--- BEGIN Passage to read ---
Every 20 years ago, Time depicts people in their 20s as “lazy, entitled, selfish and shallow.” This time the target is the Millennial generation (Americans born between roughly 1980 and 2000, with Baby Boomer parents). According to (cough cough) the Boomer-run media, twentysomethings/Gen Y/Millennials are narcissists.

Whatever.

Back in 1990, Time was smearing Gen X as shallow, apolitical, unambitious shoe-gazers.

“[Gen Xers] have trouble making decisions. They would rather hike in the Himalayas than climb a corporate ladder. They have few heroes, no anthems, no style to call their own. They crave entertainment, but their attention span is as short as one zap of a TV dial. They hate yuppies, hippies and druggies. They postpone marriage because they dread divorce. They sneer at Range Rovers, Rolexes and red suspenders. What they hold dear are family life, local activism, national parks, penny loafers and mountain bikes.” (Penny loafers? Really?)

Back then we Gen Xers defended our collective honor by alternating between the “we do not suck, at least not in the way you say we suck” and “anyway, if we do suck, it’s your fault, old farts” arguments. Gen Y is manning its rhetorical ramparts the same way.

Here we go again.

Sort of.

You know what’s wrong with young people today?

Not much. Not according to me or my friends. We’re fine with younger people.

Which is weird.

Gen Xers get along well with people in their 20s and 30s — certainly a lot better than those in their 40s did with us when we were young.
--- END Passage to read ---
→ Written request 1
Format the records from their first line through the line containing "M 325 455 L", inclusive, as a Markdown table with the columns Row and Line, one numbered row per line and blank lines left out.
The passage about generations and the records that follow it are unrelated material.
--- BEGIN Excerpted data ---
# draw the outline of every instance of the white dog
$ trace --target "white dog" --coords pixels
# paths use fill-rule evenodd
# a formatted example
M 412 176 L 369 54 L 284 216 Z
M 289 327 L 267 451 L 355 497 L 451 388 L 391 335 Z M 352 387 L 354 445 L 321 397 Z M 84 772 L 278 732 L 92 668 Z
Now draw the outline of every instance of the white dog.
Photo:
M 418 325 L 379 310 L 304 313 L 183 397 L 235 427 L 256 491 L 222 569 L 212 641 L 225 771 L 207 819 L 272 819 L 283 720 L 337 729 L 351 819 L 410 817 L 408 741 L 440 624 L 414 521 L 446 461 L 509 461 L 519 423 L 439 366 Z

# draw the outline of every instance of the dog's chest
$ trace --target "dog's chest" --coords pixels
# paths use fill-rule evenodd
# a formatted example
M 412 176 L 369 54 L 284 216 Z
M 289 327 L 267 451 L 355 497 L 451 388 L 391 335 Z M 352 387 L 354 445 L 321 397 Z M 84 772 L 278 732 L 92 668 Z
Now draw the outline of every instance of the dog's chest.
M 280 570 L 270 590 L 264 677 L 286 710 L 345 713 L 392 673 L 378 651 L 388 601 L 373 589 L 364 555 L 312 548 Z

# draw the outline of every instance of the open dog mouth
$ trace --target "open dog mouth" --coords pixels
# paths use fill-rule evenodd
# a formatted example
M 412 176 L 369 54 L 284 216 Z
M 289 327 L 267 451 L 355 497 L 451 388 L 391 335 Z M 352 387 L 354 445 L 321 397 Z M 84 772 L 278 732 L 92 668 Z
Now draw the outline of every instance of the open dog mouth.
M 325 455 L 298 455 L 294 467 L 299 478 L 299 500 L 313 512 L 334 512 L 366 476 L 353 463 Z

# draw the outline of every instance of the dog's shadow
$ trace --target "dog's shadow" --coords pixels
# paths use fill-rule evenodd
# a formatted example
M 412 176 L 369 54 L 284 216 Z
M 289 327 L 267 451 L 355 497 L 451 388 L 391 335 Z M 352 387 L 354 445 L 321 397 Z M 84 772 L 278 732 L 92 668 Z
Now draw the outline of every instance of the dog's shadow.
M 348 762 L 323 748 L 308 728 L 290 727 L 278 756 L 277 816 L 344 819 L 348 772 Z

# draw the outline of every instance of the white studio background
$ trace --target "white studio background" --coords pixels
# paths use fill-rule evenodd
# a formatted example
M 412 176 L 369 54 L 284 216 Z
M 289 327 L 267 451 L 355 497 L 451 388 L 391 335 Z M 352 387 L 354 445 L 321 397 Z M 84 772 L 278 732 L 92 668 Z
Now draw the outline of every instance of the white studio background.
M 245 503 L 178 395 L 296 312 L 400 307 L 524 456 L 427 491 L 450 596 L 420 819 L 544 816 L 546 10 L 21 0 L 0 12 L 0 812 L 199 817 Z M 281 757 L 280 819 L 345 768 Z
--- END Excerpted data ---
→ Written request 2
According to the 1990 quotation in the passage about generations, what do Gen Xers hold dear?

→ Exercise response 1
| Row | Line |
|---|---|
| 1 | # draw the outline of every instance of the white dog |
| 2 | $ trace --target "white dog" --coords pixels |
| 3 | # paths use fill-rule evenodd |
| 4 | # a formatted example |
| 5 | M 412 176 L 369 54 L 284 216 Z |
| 6 | M 289 327 L 267 451 L 355 497 L 451 388 L 391 335 Z M 352 387 L 354 445 L 321 397 Z M 84 772 L 278 732 L 92 668 Z |
| 7 | Now draw the outline of every instance of the white dog. |
| 8 | Photo: |
| 9 | M 418 325 L 379 310 L 304 313 L 183 397 L 235 427 L 256 491 L 222 569 L 212 641 L 225 771 L 207 819 L 272 819 L 283 720 L 337 729 L 351 819 L 410 817 L 408 741 L 440 624 L 414 521 L 446 461 L 509 461 L 519 423 L 439 366 Z |
| 10 | # draw the outline of every instance of the dog's chest |
| 11 | $ trace --target "dog's chest" --coords pixels |
| 12 | # paths use fill-rule evenodd |
| 13 | # a formatted example |
| 14 | M 412 176 L 369 54 L 284 216 Z |
| 15 | M 289 327 L 267 451 L 355 497 L 451 388 L 391 335 Z M 352 387 L 354 445 L 321 397 Z M 84 772 L 278 732 L 92 668 Z |
| 16 | Now draw the outline of every instance of the dog's chest. |
| 17 | M 280 570 L 270 590 L 264 677 L 286 710 L 345 713 L 392 673 L 378 651 L 388 601 L 373 589 L 364 555 L 312 548 Z |
| 18 | # draw the outline of every instance of the open dog mouth |
| 19 | $ trace --target "open dog mouth" --coords pixels |
| 20 | # paths use fill-rule evenodd |
| 21 | # a formatted example |
| 22 | M 412 176 L 369 54 L 284 216 Z |
| 23 | M 289 327 L 267 451 L 355 497 L 451 388 L 391 335 Z M 352 387 L 354 445 L 321 397 Z M 84 772 L 278 732 L 92 668 Z |
| 24 | Now draw the outline of every instance of the open dog mouth. |
| 25 | M 325 455 L 298 455 L 294 467 L 299 478 L 299 500 L 313 512 L 334 512 L 366 476 L 353 463 Z |

→ Exercise response 2
- Family life
- Local activism
- National parks
- Penny loafers
- Mountain bikes